Copy out, word for word, the lines of the data between the one holding "Each instance of the black" and the one holding "[(4, 41), (122, 22), (417, 81), (252, 10), (393, 8)]", both included.

※

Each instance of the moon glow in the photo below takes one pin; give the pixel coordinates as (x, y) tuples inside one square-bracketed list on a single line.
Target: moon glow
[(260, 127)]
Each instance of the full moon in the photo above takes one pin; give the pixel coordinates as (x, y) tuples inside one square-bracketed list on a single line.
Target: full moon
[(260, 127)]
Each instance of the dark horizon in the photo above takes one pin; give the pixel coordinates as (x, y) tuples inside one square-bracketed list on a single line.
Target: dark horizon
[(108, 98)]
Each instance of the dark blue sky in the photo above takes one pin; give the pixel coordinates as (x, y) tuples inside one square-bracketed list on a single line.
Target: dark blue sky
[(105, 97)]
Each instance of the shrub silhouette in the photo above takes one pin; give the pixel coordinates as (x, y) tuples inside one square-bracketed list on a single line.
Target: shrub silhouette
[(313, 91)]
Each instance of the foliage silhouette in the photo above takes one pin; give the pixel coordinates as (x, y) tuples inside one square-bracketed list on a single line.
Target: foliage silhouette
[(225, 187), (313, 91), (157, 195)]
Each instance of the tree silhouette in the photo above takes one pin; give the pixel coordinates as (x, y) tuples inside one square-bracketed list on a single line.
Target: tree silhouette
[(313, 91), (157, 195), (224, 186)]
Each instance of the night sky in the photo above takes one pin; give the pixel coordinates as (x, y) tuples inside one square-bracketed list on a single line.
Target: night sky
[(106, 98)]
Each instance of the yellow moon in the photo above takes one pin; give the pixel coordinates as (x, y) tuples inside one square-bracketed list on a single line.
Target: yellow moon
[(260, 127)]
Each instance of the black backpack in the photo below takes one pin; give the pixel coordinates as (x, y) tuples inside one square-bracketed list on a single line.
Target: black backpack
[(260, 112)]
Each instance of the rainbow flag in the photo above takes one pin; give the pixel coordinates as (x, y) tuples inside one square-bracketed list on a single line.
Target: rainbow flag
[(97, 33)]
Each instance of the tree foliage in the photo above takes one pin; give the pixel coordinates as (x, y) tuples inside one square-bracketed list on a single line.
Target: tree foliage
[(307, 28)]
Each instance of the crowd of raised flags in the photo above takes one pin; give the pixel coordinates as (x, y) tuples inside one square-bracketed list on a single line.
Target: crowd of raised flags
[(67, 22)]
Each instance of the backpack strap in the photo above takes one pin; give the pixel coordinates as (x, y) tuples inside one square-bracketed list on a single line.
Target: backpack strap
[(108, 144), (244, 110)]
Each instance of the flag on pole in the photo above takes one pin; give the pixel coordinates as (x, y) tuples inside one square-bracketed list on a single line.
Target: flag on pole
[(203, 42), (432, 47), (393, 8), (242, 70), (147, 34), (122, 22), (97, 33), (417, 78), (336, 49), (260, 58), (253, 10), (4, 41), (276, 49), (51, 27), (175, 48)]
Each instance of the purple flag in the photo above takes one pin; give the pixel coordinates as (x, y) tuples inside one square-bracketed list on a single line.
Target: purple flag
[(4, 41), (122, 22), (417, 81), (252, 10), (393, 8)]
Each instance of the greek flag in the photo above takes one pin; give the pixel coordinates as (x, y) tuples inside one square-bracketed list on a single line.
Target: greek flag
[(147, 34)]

※

* [The result]
Each instance of the black backpack in the photo below takes one pin; give the pixel coordinates as (x, y) tuples inside one square-bracketed list on a single line.
Target: black backpack
[(260, 112)]
Each instance of the rainbow flag in the photo above takes one pin; give the pixel coordinates as (x, y) tuples inside one square-bracketed list on a single line.
Target: rainbow flag
[(97, 33)]
Each instance of the tree foliage in the photo above takes one pin; give the pixel coordinates as (x, y) tuples inside one square-bracketed list on a single line.
Target: tree foliage
[(307, 28)]
Each instance of the crowd of raised flags in the photo above takes one pin; give the pixel coordinates as (x, y) tuples inside one square-bracketed list on a single line.
Target: crowd of raised flags
[(67, 22)]
Each instance of the backpack strap in the photo above takes one pin; give the pixel coordinates as (x, y) tuples inside one square-bracketed list on a single line.
Target: backpack strap
[(108, 144), (244, 110)]
Each instance of the flag on pole in the photo above takes one pin; give the pixel coordinates as (x, y) tuples inside one square-bracketed list on a single line.
Target: flag on pole
[(203, 42), (432, 47), (393, 8), (242, 70), (147, 34), (122, 22), (97, 33), (417, 78), (336, 49), (260, 58), (253, 10), (4, 41), (276, 49), (51, 27), (175, 48)]
Each instance of the purple flag in the photo above takes one pin; give the pixel coordinates as (x, y) tuples inside one square-bracketed list on a single line.
Target: purple flag
[(4, 41), (122, 22), (417, 81), (252, 10), (393, 8)]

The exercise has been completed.